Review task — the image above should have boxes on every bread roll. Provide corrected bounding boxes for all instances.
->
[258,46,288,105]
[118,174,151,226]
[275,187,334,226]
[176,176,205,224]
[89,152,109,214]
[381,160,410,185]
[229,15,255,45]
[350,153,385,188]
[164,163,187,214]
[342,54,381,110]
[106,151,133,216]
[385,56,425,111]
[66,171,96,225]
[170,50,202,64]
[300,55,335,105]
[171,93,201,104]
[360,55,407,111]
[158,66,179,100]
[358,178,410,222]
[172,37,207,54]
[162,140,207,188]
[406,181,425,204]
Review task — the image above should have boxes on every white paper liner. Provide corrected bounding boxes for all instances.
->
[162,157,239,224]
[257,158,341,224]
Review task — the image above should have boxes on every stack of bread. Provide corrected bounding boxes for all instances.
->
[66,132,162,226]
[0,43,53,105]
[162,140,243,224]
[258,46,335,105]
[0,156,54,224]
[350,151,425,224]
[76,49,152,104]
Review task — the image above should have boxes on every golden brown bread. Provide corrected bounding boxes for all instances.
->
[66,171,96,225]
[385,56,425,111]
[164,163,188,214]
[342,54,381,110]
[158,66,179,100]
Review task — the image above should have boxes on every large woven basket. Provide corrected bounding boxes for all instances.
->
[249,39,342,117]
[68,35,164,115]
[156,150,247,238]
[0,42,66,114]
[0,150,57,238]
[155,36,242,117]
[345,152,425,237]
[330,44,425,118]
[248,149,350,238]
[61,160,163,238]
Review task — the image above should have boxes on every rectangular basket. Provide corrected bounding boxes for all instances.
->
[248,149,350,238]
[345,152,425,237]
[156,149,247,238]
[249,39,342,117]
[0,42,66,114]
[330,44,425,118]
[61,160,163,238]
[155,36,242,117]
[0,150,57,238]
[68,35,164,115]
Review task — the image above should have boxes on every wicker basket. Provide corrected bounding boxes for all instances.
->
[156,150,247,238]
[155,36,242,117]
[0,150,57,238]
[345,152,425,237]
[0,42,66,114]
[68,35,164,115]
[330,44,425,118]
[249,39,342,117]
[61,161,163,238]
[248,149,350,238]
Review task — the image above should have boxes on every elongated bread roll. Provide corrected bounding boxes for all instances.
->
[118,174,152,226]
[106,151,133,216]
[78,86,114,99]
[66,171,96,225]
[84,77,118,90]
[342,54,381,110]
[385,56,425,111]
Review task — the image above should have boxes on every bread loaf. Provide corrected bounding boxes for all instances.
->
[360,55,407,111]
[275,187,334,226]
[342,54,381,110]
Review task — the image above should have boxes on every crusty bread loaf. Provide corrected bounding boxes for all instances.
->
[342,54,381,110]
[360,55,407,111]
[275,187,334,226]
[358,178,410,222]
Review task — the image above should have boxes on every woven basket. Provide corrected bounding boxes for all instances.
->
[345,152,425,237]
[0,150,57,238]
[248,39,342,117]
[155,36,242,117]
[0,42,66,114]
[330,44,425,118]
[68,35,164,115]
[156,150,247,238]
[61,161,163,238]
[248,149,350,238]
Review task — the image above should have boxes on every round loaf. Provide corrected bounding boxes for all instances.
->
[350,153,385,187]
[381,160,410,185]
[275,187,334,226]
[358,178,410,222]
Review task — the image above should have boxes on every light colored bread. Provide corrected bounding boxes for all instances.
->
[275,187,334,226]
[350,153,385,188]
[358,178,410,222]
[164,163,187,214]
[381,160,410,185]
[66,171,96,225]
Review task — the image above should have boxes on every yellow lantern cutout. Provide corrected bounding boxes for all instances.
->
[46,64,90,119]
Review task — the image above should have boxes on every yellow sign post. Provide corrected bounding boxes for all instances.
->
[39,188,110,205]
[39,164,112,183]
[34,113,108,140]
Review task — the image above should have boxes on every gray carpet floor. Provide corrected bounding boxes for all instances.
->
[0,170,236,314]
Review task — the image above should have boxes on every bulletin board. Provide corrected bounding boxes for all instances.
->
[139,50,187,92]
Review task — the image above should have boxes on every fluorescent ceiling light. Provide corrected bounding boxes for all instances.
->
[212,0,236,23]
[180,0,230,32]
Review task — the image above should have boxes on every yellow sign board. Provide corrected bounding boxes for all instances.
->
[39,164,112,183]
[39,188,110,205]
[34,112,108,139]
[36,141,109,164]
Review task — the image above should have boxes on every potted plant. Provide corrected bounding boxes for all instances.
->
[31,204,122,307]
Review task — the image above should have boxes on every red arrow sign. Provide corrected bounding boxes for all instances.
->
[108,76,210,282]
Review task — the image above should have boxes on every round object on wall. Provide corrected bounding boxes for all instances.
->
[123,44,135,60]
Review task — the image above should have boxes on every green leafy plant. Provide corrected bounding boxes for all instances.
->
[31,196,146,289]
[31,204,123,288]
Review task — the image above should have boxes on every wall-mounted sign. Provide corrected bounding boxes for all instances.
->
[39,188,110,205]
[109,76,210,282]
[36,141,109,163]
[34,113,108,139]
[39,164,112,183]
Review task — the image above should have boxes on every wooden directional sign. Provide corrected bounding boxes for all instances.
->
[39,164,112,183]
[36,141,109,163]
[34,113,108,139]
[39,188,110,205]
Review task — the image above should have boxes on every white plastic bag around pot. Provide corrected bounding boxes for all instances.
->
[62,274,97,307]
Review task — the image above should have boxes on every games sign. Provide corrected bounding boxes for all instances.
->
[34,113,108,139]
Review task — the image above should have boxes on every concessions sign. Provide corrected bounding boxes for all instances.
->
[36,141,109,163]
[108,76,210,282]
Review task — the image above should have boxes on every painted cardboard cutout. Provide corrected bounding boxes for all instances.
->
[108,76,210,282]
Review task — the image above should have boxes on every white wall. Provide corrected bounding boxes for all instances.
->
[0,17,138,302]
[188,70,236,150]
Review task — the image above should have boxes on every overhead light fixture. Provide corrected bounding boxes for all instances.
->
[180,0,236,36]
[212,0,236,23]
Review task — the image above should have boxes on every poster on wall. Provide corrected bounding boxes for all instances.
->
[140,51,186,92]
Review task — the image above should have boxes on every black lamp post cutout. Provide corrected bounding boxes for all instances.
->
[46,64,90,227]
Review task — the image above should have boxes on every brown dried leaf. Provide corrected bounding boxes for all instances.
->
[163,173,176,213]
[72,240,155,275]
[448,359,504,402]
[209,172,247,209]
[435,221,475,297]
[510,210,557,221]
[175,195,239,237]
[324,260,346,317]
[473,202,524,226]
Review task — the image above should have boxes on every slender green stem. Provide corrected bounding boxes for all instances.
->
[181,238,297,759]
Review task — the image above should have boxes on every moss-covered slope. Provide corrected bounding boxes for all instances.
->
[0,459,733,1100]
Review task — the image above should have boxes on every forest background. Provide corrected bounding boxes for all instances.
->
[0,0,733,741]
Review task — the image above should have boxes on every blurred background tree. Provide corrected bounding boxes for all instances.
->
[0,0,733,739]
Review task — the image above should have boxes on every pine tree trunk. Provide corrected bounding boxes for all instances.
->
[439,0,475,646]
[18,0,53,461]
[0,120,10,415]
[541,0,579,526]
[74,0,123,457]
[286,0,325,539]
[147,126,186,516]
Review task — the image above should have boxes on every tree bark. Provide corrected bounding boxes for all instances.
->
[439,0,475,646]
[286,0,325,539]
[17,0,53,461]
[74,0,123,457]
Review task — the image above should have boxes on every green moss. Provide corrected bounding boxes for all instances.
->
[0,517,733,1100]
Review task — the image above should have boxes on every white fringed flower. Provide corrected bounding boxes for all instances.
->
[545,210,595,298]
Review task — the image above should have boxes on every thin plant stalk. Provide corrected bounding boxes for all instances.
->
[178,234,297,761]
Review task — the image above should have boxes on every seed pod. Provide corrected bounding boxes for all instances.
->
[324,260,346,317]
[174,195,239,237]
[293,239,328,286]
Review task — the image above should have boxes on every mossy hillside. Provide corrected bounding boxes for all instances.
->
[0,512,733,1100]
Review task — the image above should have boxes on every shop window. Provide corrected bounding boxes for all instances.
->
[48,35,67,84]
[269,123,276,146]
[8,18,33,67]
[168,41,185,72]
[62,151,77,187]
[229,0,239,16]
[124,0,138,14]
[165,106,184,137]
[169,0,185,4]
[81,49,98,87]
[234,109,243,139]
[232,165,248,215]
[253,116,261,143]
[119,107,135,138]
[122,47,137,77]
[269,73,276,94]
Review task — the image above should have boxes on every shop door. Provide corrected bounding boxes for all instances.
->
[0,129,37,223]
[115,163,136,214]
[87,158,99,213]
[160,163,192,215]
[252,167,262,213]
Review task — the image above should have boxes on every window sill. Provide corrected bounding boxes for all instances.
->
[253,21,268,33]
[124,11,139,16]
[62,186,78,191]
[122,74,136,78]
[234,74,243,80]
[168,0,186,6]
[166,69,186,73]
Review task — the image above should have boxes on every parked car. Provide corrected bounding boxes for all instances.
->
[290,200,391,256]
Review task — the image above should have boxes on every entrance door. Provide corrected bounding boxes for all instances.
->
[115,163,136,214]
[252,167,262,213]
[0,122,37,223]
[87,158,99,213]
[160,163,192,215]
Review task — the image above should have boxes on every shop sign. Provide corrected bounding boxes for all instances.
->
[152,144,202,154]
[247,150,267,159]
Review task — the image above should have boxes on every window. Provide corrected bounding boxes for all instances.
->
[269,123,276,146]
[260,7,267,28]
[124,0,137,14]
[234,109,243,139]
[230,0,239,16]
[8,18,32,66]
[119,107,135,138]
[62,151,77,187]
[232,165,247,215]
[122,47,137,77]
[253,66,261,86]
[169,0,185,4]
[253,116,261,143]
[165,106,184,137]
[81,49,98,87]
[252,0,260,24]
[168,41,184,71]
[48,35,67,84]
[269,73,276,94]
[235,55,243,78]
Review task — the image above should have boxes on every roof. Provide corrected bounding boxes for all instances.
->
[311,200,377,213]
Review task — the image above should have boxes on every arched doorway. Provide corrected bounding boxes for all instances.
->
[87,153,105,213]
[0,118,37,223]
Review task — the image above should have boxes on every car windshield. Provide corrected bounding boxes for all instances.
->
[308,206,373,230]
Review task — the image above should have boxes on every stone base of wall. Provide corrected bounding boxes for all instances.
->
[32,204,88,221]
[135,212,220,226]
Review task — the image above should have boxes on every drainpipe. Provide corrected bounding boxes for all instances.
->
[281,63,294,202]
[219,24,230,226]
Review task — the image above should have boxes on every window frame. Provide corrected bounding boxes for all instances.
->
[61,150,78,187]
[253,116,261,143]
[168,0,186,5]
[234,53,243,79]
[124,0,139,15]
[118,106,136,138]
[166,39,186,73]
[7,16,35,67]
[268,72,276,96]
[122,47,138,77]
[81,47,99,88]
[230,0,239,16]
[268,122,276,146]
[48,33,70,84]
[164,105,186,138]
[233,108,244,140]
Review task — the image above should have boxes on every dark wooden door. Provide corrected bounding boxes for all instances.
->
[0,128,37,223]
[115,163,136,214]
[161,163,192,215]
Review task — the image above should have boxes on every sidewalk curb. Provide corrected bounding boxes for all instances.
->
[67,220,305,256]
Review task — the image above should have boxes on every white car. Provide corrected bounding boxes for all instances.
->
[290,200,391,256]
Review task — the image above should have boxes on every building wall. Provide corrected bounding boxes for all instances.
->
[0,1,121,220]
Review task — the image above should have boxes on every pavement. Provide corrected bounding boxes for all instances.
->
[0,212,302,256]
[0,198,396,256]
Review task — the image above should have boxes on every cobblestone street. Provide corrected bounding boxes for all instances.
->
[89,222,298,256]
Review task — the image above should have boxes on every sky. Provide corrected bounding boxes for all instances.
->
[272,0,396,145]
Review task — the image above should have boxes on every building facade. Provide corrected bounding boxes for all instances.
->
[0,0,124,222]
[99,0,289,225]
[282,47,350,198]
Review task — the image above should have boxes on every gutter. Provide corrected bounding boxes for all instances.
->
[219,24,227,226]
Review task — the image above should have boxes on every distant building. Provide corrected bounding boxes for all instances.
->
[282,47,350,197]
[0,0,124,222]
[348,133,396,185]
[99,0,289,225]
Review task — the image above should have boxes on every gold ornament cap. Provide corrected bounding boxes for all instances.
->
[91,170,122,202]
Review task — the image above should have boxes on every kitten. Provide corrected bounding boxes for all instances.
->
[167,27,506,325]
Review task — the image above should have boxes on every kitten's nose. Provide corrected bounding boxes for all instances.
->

> SET EXERCISE: Turn the stretch from the line containing "cap. Provide corrected bounding boxes for all instances." through the end of the records into a numbered list, leaving out any blank lines.

> ANSWER TO THIS TASK:
1. Review task — the image above should have boxes on every gold ornament cap. Provide corrected bounding boxes for all instances.
2. ->
3. [91,170,122,202]
4. Review task — the image above should have boxes on every kitten. Provide corrected bounding boxes for all instances.
5. ->
6. [167,27,506,325]
7. Review task — the image above should have boxes on every kitten's nose. Provide corrected bounding boxes for all instances.
8. ->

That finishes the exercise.